* [Material for this task]:
┄┄┄┄┄┄┄┄┄┄

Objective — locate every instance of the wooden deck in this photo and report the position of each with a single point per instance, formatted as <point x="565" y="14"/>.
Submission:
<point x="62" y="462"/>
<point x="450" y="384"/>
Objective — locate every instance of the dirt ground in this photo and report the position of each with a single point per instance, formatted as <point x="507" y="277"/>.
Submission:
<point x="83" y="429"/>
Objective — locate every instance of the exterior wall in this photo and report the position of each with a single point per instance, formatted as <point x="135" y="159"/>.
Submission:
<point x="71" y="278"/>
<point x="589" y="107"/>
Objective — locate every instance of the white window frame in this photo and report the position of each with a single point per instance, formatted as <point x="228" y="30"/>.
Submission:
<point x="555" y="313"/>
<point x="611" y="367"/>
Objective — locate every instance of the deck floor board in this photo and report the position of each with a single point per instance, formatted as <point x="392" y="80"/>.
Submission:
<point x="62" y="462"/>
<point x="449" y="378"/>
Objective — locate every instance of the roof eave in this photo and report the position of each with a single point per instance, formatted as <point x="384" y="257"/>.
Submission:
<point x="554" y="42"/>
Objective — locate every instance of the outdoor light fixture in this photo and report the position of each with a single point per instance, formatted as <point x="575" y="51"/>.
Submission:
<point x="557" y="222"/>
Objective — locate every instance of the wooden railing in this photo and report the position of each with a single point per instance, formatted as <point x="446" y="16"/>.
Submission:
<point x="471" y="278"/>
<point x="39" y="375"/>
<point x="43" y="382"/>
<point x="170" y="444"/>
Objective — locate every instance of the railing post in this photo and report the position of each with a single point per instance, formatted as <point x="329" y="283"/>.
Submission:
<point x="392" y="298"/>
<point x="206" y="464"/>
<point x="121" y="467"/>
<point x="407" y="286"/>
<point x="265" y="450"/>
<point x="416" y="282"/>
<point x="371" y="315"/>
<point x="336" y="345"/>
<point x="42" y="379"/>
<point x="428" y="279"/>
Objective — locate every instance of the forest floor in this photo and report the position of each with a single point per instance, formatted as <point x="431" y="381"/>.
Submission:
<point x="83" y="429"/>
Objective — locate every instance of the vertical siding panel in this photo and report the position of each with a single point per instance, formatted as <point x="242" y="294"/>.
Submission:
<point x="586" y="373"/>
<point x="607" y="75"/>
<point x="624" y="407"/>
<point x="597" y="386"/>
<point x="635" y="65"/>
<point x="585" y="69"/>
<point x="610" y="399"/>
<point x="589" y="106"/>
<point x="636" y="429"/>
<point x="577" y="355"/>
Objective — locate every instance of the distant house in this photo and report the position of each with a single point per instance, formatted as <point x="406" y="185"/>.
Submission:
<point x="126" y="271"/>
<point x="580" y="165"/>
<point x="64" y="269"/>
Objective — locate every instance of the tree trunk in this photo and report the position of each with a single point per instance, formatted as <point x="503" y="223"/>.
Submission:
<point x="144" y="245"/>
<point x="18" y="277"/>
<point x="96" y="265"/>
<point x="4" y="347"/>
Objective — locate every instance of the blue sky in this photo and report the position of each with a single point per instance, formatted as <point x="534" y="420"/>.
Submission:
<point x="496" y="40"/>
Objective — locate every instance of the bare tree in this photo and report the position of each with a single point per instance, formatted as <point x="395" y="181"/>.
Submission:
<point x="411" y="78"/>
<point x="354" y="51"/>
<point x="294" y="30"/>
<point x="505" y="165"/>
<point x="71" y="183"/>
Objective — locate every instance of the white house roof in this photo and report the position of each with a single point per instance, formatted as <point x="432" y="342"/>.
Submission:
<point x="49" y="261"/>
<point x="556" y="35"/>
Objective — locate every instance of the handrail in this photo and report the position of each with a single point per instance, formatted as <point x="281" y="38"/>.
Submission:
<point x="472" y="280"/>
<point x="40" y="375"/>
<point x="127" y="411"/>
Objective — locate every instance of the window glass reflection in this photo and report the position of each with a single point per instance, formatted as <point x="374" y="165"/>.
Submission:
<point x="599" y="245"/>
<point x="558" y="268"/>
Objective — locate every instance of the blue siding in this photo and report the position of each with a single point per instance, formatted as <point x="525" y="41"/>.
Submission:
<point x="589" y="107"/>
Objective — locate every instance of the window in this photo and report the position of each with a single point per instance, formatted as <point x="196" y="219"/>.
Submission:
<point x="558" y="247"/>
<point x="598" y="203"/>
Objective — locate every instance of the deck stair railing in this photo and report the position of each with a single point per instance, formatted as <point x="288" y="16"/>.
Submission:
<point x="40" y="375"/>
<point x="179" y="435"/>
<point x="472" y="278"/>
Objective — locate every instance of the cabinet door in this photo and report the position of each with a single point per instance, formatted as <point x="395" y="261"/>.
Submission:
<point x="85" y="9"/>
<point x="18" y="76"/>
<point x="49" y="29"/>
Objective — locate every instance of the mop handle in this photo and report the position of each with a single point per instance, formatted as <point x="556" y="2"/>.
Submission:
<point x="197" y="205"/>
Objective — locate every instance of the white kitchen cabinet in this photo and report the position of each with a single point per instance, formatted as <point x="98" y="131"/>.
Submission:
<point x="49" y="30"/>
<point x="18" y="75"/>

┄┄┄┄┄┄┄┄┄┄

* [Instruction]:
Rewrite the records as a two-column CSV with the headers instruction and response, starting with the line containing "Objective — locate every instance of the handrail" and going on through the end of the records. Each record gets one row, with its text and its answer each in a single quoted field and line breaks replaced by spaces.

* [Answer]:
instruction,response
"Objective — locate every instance of the handrail in this photo and report the position of each with a single point per instance, formatted as <point x=""281"" y=""38""/>. Submission:","<point x=""472"" y=""280""/> <point x=""40"" y=""375""/> <point x=""127"" y=""411""/>"
"Objective — locate every instance of the window glass reflection in this photo and report the position of each with a single point per instance, formatted as <point x=""374"" y=""165""/>. Submission:","<point x=""599"" y=""245""/> <point x=""558"" y=""268""/>"
"Objective — locate every instance of the blue siding in this photo and report the position of each with a single point per instance, formatted as <point x=""525"" y=""41""/>. Submission:","<point x=""589"" y=""107""/>"
"Objective — locate every instance of the window in this photo and report the position of each with a single point per instance, formatted as <point x=""196"" y=""219""/>. Submission:","<point x=""558"" y=""247""/> <point x=""598"" y=""203""/>"
"Objective — locate every instance of the deck stair railing in this photo and report the position of each with a single point per instance, formatted as <point x=""288"" y=""16""/>. Submission:","<point x=""40"" y=""375""/> <point x=""179"" y=""435""/> <point x=""472"" y=""278""/>"
"Objective — locate every instance of the cabinet door in this photo and report the position of each with a single point per instance, formatted as <point x=""395"" y=""261""/>. Submission:","<point x=""85"" y=""9""/> <point x=""18"" y=""76""/> <point x=""49"" y=""29""/>"
"Objective — locate every instance of the mop handle in this photo and report the position of each with a single point per instance, formatted as <point x=""556"" y=""2""/>. Submission:","<point x=""197"" y=""205""/>"
"Objective — locate every instance of the white kitchen cabinet in this photo and report the position of each with a single point per instance, formatted as <point x=""98"" y=""131""/>. Submission:","<point x=""49"" y=""30""/> <point x=""18"" y=""75""/>"